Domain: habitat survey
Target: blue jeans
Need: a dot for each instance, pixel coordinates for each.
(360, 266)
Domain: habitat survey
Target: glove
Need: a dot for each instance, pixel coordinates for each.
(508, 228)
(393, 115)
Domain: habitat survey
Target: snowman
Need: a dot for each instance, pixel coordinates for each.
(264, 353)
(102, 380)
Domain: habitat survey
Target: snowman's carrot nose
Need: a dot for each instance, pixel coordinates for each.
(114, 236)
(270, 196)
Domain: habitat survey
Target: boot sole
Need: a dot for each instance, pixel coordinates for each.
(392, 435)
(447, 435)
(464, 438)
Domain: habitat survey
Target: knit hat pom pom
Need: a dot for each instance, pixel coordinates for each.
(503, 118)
....
◆ **WORK TO DO**: Rewrite all of the rows above, requests included, and scale every pixel coordinate in the answers by 0.25, rounding each result to the nearest whole number with halves rounded up.

◆ **REPLY**:
Domain: habitat survey
Target: blue jeans
Need: a dot for each instance, pixel coordinates for each.
(90, 67)
Domain: habitat survey
Target: glove
Need: a dot for each instance, pixel coordinates for each.
(127, 57)
(98, 29)
Domain: habitat survey
Target: snowman
Need: a dot for each instance, pixel coordinates for each.
(66, 88)
(26, 95)
Domain: habitat survey
Target: snowman's carrot nose
Need: a dot for each instance, pixel coordinates for each.
(29, 59)
(68, 49)
Domain: habitat survey
Target: boot sole
Need: a dot for each instance, pixel coordinates for each.
(98, 109)
(112, 109)
(116, 110)
Domain: habitat survey
Target: knit hat pom pom
Need: a dot for each instance, pixel coordinates for each.
(126, 30)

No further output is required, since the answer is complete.